Exercise prompt — Pictures stay out of the copy; set down each line of the listing below exactly.

Entries provided —
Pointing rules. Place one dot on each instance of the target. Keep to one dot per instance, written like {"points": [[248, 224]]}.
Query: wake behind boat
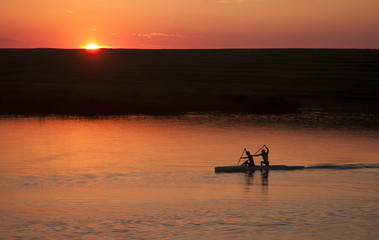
{"points": [[242, 168]]}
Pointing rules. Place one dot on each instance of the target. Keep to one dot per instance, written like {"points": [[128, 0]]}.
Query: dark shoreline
{"points": [[169, 82]]}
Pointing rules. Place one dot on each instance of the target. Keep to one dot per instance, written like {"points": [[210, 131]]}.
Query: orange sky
{"points": [[190, 23]]}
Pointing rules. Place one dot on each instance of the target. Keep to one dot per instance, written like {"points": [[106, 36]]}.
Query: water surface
{"points": [[153, 178]]}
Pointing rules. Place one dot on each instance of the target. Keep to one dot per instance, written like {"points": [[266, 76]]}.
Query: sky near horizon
{"points": [[190, 23]]}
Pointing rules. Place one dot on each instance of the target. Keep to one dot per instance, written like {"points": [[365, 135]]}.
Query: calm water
{"points": [[151, 178]]}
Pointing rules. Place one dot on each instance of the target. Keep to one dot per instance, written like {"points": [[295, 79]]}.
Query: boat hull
{"points": [[256, 168]]}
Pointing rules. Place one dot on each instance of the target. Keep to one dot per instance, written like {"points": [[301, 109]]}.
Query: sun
{"points": [[92, 46]]}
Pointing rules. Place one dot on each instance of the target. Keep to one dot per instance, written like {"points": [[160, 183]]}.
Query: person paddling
{"points": [[264, 155], [249, 161]]}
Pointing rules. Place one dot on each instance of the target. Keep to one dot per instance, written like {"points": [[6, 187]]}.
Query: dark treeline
{"points": [[71, 82]]}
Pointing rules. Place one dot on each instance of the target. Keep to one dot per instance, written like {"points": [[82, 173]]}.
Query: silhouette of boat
{"points": [[249, 168]]}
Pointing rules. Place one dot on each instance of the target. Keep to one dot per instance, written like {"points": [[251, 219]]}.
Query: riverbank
{"points": [[160, 82]]}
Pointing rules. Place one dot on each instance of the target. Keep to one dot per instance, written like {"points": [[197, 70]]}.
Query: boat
{"points": [[242, 168]]}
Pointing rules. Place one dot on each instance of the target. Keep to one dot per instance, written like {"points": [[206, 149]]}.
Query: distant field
{"points": [[70, 82]]}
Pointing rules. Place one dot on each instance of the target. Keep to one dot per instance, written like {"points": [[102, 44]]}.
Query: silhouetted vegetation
{"points": [[70, 82]]}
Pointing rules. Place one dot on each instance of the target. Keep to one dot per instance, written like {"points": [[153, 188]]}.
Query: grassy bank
{"points": [[70, 82]]}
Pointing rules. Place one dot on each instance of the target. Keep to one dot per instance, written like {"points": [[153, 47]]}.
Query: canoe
{"points": [[248, 169]]}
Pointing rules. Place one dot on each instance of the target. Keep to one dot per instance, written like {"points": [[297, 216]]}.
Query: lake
{"points": [[153, 178]]}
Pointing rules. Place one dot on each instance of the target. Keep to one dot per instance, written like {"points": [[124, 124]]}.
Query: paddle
{"points": [[259, 150], [244, 150]]}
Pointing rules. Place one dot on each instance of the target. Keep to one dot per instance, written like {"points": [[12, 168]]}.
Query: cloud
{"points": [[9, 43], [156, 34]]}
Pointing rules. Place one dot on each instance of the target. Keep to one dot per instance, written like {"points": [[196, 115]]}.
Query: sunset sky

Output for this task —
Pointing rules. Place one dot on each instance of the target. Keep to one dot per instance, written like {"points": [[248, 224]]}.
Query: wake behind boat
{"points": [[242, 168]]}
Pointing rules. Place one dot on each instance of the target. Keep to one dot per instance, written like {"points": [[128, 0]]}.
Query: dark shoreline
{"points": [[169, 82]]}
Pointing rules. Place one dot on each instance of the target. Keep to one dot per instance, written like {"points": [[210, 131]]}.
Query: orange sky
{"points": [[190, 23]]}
Pointing rules. Place one dot on each instance of the target. Keep to one dot per instance, written like {"points": [[106, 36]]}.
Query: water surface
{"points": [[153, 178]]}
Pointing rules. Place one dot on each instance of the target. Keep to one dot per instance, written like {"points": [[266, 76]]}.
Query: sky near horizon
{"points": [[190, 23]]}
Pointing rules. Place one dot on each instance of the target. Keep to one dot per instance, written like {"points": [[365, 135]]}.
Query: calm water
{"points": [[151, 178]]}
Pointing rules. Place one dot on each instance of the target. Keep to one dot per instance, written like {"points": [[295, 79]]}.
Query: boat hull
{"points": [[256, 168]]}
Pointing rules. Place one dot on each instance of the target. Keep to one dot per instance, written like {"points": [[301, 109]]}.
Query: sun
{"points": [[92, 46]]}
Pointing rules. Place one dot on each instance of the target. Keep to one dot per instance, written like {"points": [[160, 183]]}.
Query: person paddling
{"points": [[264, 155], [249, 161]]}
Pointing rules. Place one dot on each instance of the target. Keep to one dot per instance, written like {"points": [[6, 187]]}.
Query: dark treeline
{"points": [[71, 82]]}
Pointing rules. Place one dot on each instance of the target. Keep to one dot per instance, written like {"points": [[82, 173]]}.
Query: silhouette of boat
{"points": [[249, 168]]}
Pointing rules. Place one dot on each instance of the target. Keep to one dot per instance, written like {"points": [[251, 219]]}.
Query: riverbank
{"points": [[160, 82]]}
Pointing rules. Place one dot on each instance of the target. Keep to one dot per instance, written like {"points": [[197, 70]]}.
Query: boat
{"points": [[242, 168]]}
Pointing rules. Place one dot on each instance of the target. Keep to one dot per instance, written like {"points": [[206, 149]]}.
Query: distant field
{"points": [[70, 82]]}
Pointing rules. Place one dot on each instance of the target. Keep to one dot per instance, written like {"points": [[102, 44]]}.
Query: silhouetted vegetation
{"points": [[70, 82]]}
Pointing rules. Place one dot on each instance of the target. Keep to one dot per instance, written like {"points": [[153, 188]]}.
Query: grassy bank
{"points": [[70, 82]]}
Pointing rules. Place one dot on each instance of the target. Keep to one dot per instance, written like {"points": [[153, 47]]}.
Query: canoe
{"points": [[248, 169]]}
Pointing rules. Place one dot on each instance of the target. Keep to one dot per instance, written like {"points": [[297, 216]]}.
Query: lake
{"points": [[153, 178]]}
Pointing rules. Place one dot on each instance of the target. Keep to one dot per instance, written like {"points": [[124, 124]]}.
Query: paddle
{"points": [[259, 150], [244, 150]]}
Pointing rules. Place one dot on each instance of the target. Keep to one dot per instance, written like {"points": [[12, 168]]}.
Query: cloud
{"points": [[9, 43], [156, 34]]}
Pointing rules. Place one dot on each instance of the target. Keep to one dot per instance, written like {"points": [[196, 115]]}.
Query: sunset sky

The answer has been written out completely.